| Exercise |
List every line of the material below that contains the string "white", treating uppercase and lowercase letters as different.

| Excerpted records |
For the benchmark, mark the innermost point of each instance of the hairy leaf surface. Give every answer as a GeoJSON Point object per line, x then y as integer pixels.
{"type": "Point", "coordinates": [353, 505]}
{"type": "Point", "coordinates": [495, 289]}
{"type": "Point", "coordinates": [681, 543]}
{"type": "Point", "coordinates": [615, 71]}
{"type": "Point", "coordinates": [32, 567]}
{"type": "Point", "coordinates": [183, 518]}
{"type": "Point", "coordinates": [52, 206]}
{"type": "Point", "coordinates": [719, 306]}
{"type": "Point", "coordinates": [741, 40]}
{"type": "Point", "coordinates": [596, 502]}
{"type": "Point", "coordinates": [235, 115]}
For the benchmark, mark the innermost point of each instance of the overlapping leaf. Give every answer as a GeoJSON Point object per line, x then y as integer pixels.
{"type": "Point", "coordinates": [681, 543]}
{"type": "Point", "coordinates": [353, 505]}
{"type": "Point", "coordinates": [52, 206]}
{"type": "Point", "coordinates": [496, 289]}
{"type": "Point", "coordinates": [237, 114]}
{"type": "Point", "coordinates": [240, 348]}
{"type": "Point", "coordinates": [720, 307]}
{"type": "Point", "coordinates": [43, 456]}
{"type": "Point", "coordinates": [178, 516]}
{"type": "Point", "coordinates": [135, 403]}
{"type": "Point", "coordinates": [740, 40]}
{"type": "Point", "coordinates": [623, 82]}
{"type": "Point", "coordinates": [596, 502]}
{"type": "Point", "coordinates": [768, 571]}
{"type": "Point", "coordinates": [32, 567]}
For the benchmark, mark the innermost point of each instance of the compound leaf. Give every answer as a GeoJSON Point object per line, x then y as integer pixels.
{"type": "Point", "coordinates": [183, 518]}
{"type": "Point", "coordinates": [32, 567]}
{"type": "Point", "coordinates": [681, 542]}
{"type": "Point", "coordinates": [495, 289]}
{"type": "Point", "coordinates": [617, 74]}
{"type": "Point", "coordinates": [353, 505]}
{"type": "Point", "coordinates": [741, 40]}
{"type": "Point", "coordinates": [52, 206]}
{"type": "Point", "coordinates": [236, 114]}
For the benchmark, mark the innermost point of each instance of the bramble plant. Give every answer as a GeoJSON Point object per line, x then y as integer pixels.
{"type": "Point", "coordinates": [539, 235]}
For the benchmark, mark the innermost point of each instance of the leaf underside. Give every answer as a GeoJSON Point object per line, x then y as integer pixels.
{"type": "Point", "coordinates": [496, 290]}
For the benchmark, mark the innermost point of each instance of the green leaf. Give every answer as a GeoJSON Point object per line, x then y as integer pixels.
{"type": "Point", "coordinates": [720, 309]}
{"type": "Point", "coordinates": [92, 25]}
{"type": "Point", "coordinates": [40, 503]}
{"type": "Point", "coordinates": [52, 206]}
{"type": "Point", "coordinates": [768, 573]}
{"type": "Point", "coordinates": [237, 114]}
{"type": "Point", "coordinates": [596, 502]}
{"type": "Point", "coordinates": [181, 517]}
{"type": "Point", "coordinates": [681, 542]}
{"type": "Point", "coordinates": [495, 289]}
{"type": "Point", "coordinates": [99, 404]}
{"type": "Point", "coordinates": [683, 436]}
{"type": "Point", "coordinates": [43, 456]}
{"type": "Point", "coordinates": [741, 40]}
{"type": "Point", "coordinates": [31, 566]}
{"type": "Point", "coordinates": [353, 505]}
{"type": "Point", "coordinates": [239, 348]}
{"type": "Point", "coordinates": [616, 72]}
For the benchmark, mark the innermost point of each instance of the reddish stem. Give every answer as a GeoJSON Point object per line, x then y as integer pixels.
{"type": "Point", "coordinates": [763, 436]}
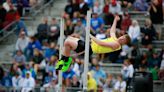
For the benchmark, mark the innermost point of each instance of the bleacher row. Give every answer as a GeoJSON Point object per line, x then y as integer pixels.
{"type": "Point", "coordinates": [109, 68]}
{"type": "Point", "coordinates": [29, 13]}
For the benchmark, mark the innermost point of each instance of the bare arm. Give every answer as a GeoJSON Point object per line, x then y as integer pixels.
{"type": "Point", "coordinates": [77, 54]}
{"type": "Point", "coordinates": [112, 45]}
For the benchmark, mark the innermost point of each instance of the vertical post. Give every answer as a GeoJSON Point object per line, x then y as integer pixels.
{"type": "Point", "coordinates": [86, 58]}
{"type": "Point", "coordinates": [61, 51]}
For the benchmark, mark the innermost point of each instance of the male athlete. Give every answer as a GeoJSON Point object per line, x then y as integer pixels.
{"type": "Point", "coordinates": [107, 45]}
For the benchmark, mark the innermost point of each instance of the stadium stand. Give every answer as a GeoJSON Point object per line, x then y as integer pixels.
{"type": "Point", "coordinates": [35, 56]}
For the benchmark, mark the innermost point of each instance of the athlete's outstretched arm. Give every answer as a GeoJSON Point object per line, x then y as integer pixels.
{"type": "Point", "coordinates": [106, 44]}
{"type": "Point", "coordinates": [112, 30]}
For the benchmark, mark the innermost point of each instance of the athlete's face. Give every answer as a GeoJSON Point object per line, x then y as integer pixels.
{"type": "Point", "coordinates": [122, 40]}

---

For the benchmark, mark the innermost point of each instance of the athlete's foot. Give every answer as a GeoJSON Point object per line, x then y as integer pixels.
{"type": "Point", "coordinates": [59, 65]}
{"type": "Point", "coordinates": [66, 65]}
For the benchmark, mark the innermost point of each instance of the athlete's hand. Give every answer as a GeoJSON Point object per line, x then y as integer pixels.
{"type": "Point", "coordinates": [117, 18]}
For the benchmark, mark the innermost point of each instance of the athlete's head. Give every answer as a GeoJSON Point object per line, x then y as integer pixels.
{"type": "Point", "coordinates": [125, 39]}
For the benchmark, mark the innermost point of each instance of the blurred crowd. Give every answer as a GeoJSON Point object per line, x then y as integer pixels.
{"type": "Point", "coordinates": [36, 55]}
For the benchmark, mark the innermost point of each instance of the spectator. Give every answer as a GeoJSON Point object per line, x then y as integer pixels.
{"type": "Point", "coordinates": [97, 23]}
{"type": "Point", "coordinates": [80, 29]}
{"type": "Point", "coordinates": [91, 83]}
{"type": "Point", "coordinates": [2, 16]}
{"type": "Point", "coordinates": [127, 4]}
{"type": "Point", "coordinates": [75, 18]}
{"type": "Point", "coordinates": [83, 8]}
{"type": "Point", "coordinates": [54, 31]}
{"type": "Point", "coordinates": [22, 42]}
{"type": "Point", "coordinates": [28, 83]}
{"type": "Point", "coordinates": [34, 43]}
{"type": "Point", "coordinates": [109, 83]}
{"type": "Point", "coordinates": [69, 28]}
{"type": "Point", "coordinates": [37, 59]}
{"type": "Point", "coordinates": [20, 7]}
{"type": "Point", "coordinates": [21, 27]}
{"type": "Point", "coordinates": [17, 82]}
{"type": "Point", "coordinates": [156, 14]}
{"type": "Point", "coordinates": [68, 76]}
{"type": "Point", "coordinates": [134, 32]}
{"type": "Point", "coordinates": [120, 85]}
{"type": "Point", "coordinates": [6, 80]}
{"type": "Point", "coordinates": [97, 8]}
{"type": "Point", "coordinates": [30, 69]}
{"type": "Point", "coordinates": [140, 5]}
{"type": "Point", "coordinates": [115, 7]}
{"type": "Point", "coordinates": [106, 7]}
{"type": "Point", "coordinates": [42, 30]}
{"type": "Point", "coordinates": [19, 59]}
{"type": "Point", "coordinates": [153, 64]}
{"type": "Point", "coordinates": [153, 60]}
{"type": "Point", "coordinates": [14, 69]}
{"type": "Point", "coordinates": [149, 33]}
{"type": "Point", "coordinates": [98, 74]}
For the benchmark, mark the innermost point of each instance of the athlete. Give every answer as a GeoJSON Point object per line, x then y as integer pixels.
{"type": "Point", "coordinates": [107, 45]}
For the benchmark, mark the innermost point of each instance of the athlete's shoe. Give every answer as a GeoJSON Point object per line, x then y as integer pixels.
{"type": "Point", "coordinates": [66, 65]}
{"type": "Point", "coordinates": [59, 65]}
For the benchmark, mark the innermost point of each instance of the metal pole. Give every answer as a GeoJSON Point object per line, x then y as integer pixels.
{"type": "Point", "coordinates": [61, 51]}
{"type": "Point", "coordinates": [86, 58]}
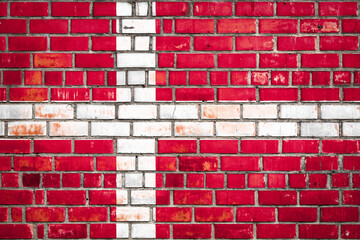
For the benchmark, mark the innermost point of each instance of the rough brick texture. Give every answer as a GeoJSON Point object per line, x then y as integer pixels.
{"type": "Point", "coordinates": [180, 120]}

---

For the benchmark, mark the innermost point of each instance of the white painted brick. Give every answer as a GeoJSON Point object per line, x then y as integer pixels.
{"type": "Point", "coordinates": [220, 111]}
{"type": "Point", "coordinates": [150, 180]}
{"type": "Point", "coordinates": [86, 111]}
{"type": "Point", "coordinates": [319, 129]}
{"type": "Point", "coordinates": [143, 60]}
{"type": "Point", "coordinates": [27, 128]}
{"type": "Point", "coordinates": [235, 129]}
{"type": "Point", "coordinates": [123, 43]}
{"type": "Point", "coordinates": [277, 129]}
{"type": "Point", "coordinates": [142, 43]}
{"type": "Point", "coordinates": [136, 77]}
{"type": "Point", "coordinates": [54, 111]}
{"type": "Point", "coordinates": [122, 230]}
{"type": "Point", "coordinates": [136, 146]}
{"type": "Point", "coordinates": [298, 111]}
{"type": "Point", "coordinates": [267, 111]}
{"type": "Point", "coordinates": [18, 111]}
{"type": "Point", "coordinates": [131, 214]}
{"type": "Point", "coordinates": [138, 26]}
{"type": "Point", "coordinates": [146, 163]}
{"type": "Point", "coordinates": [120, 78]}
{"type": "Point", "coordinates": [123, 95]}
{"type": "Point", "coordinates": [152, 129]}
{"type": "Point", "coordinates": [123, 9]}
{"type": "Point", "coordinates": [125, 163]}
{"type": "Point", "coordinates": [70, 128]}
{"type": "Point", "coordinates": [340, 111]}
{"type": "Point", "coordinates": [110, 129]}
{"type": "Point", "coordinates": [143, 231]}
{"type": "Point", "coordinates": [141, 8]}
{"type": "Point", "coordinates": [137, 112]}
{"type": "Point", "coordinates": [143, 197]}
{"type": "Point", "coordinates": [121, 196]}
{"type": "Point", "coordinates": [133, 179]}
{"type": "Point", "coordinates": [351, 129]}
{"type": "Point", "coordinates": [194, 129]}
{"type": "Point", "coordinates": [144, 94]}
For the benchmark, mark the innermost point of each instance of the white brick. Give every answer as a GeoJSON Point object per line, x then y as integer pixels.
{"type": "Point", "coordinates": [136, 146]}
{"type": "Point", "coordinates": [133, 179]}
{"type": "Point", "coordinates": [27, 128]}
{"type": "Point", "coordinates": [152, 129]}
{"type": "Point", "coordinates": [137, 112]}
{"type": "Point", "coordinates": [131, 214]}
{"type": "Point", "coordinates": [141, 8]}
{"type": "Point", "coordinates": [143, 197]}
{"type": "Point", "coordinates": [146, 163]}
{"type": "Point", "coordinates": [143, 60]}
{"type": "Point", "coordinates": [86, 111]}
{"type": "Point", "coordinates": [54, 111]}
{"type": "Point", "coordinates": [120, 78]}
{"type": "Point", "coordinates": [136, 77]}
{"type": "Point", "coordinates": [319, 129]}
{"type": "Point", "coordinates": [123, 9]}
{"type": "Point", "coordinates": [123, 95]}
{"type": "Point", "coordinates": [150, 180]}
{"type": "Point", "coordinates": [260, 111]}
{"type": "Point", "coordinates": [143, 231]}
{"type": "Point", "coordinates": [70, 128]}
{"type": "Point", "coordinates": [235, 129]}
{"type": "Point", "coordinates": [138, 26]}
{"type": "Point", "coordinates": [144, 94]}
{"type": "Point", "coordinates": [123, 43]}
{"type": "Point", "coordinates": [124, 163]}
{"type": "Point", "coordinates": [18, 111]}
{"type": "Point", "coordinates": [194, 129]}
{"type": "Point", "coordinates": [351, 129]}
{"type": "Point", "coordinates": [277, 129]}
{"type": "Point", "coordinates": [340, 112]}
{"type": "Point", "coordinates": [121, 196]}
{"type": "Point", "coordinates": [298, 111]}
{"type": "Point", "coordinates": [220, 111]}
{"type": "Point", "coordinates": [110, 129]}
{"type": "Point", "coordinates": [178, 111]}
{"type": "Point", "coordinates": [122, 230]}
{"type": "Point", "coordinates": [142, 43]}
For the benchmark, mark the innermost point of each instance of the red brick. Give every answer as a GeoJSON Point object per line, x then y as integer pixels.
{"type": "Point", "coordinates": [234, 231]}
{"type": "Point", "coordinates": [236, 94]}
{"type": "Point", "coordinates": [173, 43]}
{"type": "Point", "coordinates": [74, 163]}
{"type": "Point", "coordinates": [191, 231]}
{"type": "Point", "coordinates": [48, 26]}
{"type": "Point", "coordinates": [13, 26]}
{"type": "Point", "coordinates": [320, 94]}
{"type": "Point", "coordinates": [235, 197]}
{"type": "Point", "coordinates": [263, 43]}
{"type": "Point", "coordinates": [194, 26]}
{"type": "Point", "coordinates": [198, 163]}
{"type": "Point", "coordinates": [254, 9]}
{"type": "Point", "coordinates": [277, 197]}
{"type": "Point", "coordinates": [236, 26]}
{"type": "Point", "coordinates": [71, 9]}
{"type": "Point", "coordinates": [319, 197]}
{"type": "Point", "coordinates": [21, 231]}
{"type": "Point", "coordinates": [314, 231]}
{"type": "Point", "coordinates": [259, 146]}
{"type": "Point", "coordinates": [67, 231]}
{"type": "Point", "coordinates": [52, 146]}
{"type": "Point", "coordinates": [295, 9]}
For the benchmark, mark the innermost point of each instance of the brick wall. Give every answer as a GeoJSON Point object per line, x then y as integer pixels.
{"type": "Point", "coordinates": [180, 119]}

| Result for this task |
For the benchmark, mark the innermost point of each instance of the white painted brick. Give every answer as a GeoJSON Point object per line, x then y as integer pixels.
For the benchmark, mark the innermost point of each instance of the white brick. Give every answer as a GeoJSON Point object per line, x then y as integer pixels.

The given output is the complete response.